-- DATA LINES --
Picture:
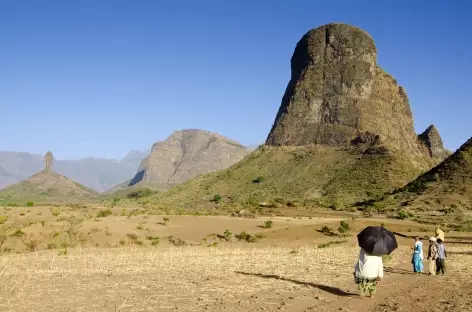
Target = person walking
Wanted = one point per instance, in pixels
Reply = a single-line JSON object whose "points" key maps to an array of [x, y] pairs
{"points": [[368, 272], [432, 255], [417, 259], [441, 260]]}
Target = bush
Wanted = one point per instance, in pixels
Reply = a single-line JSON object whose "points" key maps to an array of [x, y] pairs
{"points": [[326, 230], [258, 180], [217, 198], [402, 214], [140, 193], [18, 233], [104, 213], [344, 227], [243, 236]]}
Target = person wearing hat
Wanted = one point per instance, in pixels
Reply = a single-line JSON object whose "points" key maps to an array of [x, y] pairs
{"points": [[432, 255]]}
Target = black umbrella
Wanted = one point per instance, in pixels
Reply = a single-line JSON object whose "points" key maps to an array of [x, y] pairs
{"points": [[377, 240]]}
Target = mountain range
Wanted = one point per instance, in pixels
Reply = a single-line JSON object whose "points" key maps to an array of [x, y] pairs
{"points": [[99, 174]]}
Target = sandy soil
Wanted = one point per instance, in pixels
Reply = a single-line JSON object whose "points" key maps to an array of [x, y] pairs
{"points": [[286, 270]]}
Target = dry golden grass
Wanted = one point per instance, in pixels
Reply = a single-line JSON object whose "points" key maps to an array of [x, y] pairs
{"points": [[190, 278]]}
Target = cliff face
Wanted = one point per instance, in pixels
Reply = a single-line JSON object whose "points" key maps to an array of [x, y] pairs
{"points": [[186, 154], [337, 94]]}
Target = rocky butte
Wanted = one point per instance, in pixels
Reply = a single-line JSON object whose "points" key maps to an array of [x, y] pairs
{"points": [[186, 154], [338, 96]]}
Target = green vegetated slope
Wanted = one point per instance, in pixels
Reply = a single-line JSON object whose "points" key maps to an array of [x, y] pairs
{"points": [[47, 187], [445, 188], [312, 176]]}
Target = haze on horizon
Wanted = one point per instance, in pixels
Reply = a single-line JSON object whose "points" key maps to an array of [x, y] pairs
{"points": [[101, 79]]}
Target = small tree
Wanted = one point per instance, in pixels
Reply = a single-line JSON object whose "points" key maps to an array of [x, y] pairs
{"points": [[344, 227], [216, 198]]}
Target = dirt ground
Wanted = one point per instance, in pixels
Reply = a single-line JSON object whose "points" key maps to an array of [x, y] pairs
{"points": [[288, 269]]}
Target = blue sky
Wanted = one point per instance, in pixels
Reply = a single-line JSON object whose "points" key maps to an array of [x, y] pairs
{"points": [[99, 78]]}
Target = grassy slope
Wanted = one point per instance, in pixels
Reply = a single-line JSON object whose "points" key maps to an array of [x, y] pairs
{"points": [[46, 187], [449, 183], [312, 176]]}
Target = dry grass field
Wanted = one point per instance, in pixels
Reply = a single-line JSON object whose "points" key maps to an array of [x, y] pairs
{"points": [[96, 264]]}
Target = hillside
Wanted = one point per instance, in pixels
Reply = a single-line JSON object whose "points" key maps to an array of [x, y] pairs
{"points": [[446, 187], [309, 176], [46, 187], [343, 134], [184, 155], [99, 174]]}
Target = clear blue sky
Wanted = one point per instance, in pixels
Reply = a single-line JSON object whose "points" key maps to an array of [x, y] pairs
{"points": [[99, 78]]}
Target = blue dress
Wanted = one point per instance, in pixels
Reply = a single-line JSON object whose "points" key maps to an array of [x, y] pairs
{"points": [[418, 258]]}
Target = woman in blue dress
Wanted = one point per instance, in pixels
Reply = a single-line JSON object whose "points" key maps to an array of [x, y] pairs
{"points": [[418, 256]]}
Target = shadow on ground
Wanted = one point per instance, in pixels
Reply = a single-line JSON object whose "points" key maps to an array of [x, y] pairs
{"points": [[328, 289], [398, 271]]}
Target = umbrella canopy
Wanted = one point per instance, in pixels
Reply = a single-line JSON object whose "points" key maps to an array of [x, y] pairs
{"points": [[377, 240]]}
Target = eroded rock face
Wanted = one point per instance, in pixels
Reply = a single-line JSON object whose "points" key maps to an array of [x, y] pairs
{"points": [[432, 141], [48, 161], [186, 154], [337, 94]]}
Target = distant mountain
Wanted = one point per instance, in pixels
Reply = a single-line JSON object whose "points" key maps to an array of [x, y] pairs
{"points": [[47, 186], [99, 174], [185, 155]]}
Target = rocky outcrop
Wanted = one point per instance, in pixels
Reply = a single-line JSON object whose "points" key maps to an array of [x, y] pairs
{"points": [[338, 95], [186, 154], [48, 161], [432, 142]]}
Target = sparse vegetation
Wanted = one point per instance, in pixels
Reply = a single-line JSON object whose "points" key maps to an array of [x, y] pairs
{"points": [[250, 238], [268, 224], [331, 243], [344, 227], [104, 213]]}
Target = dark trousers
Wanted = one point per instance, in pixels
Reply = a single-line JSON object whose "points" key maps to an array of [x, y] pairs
{"points": [[440, 266]]}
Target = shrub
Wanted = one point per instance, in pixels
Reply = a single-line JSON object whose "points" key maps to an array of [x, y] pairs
{"points": [[104, 213], [331, 243], [56, 212], [258, 180], [344, 227], [140, 193], [402, 214], [227, 234], [217, 198], [326, 230], [18, 233], [177, 241], [243, 236]]}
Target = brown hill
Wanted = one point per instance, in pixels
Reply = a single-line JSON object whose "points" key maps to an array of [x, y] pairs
{"points": [[46, 186], [344, 133], [184, 155]]}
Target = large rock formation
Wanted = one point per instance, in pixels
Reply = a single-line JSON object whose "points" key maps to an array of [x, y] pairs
{"points": [[47, 186], [433, 143], [186, 154], [337, 94], [48, 161]]}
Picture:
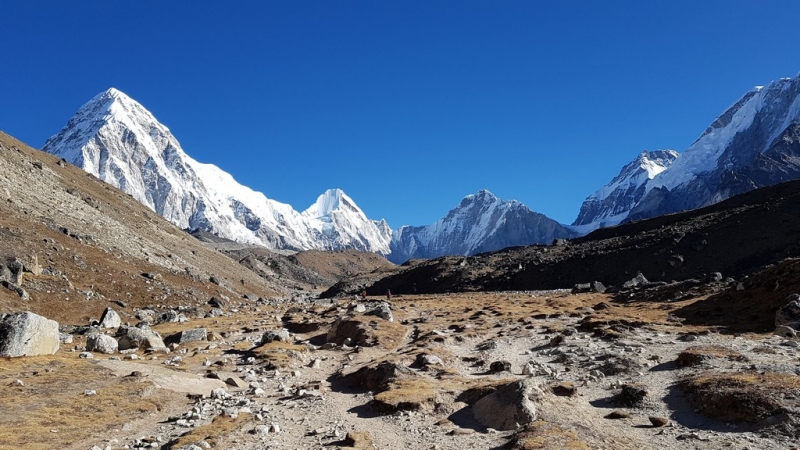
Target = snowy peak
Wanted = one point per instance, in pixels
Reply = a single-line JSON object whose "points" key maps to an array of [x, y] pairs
{"points": [[480, 223], [611, 203], [330, 201], [116, 139], [752, 144]]}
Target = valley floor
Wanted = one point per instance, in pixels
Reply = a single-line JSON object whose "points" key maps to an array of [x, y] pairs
{"points": [[303, 394]]}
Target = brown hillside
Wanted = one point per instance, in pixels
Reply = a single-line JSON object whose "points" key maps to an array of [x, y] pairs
{"points": [[93, 244]]}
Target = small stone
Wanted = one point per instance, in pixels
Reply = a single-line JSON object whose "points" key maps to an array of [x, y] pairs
{"points": [[500, 366], [219, 393], [658, 421]]}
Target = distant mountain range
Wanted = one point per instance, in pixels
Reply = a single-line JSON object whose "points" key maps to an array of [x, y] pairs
{"points": [[755, 143], [119, 141]]}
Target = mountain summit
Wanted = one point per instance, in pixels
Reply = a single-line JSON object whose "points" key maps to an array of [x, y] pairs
{"points": [[480, 223], [755, 143], [119, 141], [612, 203]]}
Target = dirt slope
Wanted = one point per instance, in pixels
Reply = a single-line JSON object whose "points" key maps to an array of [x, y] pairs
{"points": [[90, 244]]}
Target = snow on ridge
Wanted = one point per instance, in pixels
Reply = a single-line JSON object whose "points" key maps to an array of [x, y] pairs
{"points": [[121, 142]]}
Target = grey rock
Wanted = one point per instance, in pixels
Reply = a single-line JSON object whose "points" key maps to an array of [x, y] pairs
{"points": [[135, 337], [510, 406], [102, 343], [217, 302], [789, 313], [382, 310], [638, 280], [193, 335], [170, 316], [425, 360], [110, 319], [275, 335], [28, 334]]}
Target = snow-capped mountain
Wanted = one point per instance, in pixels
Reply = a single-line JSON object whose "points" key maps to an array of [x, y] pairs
{"points": [[754, 143], [480, 223], [336, 219], [116, 139], [612, 203]]}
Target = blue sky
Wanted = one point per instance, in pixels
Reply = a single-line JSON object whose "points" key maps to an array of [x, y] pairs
{"points": [[406, 105]]}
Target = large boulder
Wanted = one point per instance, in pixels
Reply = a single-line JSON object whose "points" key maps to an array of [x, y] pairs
{"points": [[110, 319], [510, 406], [186, 336], [102, 343], [275, 335], [134, 337], [28, 334]]}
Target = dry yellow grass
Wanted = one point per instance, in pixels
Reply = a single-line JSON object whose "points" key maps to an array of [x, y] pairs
{"points": [[696, 355], [408, 394], [52, 411], [542, 435], [742, 396], [282, 355], [219, 428]]}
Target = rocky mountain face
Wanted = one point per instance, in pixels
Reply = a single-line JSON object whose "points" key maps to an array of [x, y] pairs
{"points": [[73, 244], [480, 223], [752, 144], [735, 237], [116, 139], [612, 203]]}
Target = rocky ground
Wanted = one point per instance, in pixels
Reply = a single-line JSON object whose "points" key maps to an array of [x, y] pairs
{"points": [[601, 374]]}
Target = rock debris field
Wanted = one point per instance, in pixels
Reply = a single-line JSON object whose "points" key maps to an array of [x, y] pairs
{"points": [[525, 370]]}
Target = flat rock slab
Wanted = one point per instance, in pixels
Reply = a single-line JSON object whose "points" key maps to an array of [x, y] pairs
{"points": [[166, 378]]}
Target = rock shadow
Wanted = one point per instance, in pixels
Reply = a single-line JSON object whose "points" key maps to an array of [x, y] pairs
{"points": [[463, 418]]}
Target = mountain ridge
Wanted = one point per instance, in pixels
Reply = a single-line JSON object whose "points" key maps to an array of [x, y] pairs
{"points": [[116, 139], [754, 143]]}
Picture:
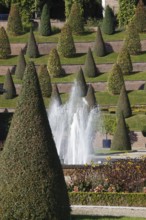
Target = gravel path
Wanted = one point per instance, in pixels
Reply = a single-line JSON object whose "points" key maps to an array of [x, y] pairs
{"points": [[109, 211]]}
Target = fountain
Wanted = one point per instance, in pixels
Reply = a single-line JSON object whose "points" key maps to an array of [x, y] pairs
{"points": [[74, 127]]}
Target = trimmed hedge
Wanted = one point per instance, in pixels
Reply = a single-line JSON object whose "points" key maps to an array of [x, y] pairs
{"points": [[109, 199]]}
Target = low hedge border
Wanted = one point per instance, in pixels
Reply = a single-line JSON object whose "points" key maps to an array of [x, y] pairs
{"points": [[108, 199]]}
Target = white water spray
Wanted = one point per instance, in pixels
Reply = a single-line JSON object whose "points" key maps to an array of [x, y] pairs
{"points": [[73, 127]]}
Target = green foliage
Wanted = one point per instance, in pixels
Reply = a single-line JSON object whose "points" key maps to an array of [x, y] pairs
{"points": [[124, 61], [45, 25], [9, 87], [108, 26], [21, 64], [115, 80], [14, 25], [5, 49], [140, 16], [121, 139], [81, 83], [90, 97], [66, 46], [45, 81], [32, 184], [90, 69], [126, 11], [76, 20], [32, 50], [132, 39], [124, 104], [99, 46], [54, 65]]}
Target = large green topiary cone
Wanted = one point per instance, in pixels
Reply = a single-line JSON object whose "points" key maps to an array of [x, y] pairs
{"points": [[32, 184]]}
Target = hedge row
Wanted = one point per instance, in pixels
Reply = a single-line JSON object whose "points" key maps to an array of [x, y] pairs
{"points": [[108, 199]]}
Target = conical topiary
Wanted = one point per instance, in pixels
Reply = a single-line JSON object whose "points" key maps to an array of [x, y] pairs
{"points": [[76, 20], [54, 65], [121, 139], [5, 49], [55, 96], [81, 83], [124, 61], [32, 50], [66, 46], [90, 69], [45, 81], [21, 64], [9, 87], [132, 39], [32, 184], [124, 104], [108, 26], [14, 25], [115, 80], [90, 97], [99, 46], [45, 24]]}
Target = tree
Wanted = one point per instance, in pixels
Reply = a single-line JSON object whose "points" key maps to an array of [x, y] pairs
{"points": [[124, 104], [5, 49], [21, 64], [9, 87], [140, 16], [81, 83], [108, 26], [45, 24], [32, 184], [76, 20], [90, 69], [45, 81], [124, 61], [54, 65], [99, 46], [14, 25], [121, 139], [115, 80], [132, 39], [66, 46], [126, 11], [32, 50]]}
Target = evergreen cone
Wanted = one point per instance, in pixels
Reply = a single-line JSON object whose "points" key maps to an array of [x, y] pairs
{"points": [[9, 87], [32, 184], [20, 68]]}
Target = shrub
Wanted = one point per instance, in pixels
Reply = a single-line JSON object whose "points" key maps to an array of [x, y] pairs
{"points": [[45, 81], [45, 24], [54, 65], [32, 184], [21, 64], [66, 46], [132, 39], [14, 25], [90, 69], [124, 61], [115, 80], [81, 83], [76, 20], [32, 50], [99, 46], [108, 26], [121, 139], [124, 104], [5, 49], [9, 87]]}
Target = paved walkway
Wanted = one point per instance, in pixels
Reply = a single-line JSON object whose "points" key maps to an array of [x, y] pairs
{"points": [[109, 211]]}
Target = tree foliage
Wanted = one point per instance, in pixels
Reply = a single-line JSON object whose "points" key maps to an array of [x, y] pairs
{"points": [[66, 46], [32, 184]]}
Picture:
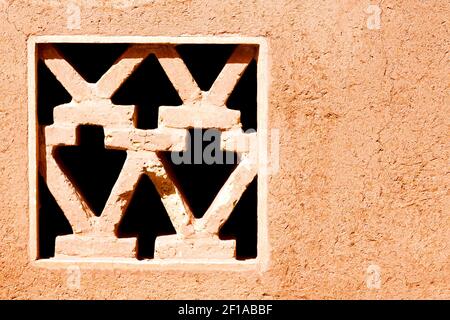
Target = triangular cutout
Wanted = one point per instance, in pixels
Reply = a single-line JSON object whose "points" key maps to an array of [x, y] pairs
{"points": [[146, 218], [205, 61], [242, 224], [52, 221], [244, 97], [91, 168], [50, 93], [200, 182], [91, 60], [148, 88]]}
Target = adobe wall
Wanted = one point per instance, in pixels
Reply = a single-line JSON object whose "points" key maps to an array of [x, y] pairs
{"points": [[362, 108]]}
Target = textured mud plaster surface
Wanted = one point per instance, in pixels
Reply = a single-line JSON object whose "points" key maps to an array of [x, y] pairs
{"points": [[364, 149]]}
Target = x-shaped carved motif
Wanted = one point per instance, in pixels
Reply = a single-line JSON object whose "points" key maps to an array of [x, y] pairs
{"points": [[91, 104]]}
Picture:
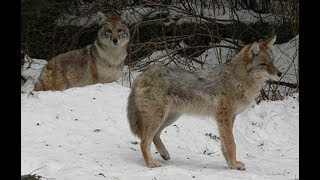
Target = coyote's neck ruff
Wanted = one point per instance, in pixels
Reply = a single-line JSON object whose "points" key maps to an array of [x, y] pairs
{"points": [[161, 94], [99, 62]]}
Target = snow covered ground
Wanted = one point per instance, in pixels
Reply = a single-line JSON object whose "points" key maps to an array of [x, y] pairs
{"points": [[83, 133]]}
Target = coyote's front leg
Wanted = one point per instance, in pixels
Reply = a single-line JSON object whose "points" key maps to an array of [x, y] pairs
{"points": [[228, 145]]}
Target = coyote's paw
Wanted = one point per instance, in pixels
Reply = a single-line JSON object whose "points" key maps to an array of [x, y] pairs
{"points": [[165, 156], [153, 164], [238, 165]]}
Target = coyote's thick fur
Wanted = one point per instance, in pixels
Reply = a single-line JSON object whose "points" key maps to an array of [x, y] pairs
{"points": [[161, 94], [100, 62]]}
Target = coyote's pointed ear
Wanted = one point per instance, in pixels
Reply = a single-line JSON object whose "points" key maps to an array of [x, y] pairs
{"points": [[125, 16], [101, 18], [269, 42], [249, 51], [254, 49]]}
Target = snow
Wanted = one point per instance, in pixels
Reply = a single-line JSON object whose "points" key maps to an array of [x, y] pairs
{"points": [[83, 133]]}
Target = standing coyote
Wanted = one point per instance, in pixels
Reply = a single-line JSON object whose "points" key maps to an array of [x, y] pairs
{"points": [[100, 62], [161, 94]]}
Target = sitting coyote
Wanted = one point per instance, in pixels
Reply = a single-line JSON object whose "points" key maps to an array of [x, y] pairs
{"points": [[161, 94], [100, 62]]}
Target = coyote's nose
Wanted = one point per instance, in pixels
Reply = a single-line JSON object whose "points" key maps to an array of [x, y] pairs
{"points": [[115, 40]]}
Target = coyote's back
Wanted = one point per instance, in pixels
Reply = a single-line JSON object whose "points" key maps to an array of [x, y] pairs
{"points": [[99, 62], [161, 94]]}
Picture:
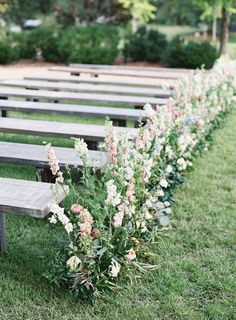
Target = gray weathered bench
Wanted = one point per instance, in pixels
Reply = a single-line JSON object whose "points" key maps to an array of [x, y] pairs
{"points": [[117, 72], [35, 155], [147, 83], [85, 97], [112, 89], [26, 198], [90, 133], [128, 67], [119, 116]]}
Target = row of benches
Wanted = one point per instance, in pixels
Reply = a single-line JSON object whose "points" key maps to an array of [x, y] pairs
{"points": [[34, 198]]}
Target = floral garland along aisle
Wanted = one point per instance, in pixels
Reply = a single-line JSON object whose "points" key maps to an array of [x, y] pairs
{"points": [[114, 217]]}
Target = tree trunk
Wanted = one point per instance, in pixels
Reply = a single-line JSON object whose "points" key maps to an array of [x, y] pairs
{"points": [[214, 23], [224, 34]]}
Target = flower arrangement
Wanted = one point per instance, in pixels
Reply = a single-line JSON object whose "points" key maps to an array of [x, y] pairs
{"points": [[113, 218]]}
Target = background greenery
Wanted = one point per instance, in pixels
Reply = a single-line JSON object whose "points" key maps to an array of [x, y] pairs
{"points": [[196, 273]]}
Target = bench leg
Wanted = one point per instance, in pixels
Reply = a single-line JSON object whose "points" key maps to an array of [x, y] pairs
{"points": [[3, 239], [119, 123], [92, 145], [44, 175]]}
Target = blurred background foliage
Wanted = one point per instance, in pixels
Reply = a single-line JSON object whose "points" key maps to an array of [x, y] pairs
{"points": [[170, 32]]}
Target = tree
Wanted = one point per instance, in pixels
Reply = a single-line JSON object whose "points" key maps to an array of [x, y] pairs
{"points": [[142, 11], [225, 8], [17, 10]]}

-- GIVEN EXERCISE --
Could you rescale only the data from the line holding "Target = background greenery" through the final line, inclusive, reproducing every line (requests too) but multiplying each x and y coordinate in the answers by 1.9 and rounding to whole numbers, with halves rounded up?

-- SOLVED EXERCISE --
Target = background greenery
Wanted = one point per instance, in pixels
Reply = a single-line JSON object whose "points" key maps to an array of [x, y] pairs
{"points": [[372, 519]]}
Target = bench leg
Wanted = one point per instance, in pixels
Reply = a single-line JSON object whose "points" key maps to an array of [x, y] pairs
{"points": [[6, 454], [226, 234], [175, 276], [84, 333]]}
Target = blurred background foliage
Wanted = one point per instance, in pixels
Reply = a single-line JSON object whose "points" key maps to an array of [x, y] pairs
{"points": [[323, 61]]}
Target = tree
Wanted = one point per instance, in pixels
Reply = a single-line JSON object whose "points" key maps to an array of [x, y] pairs
{"points": [[270, 21], [428, 15], [32, 19]]}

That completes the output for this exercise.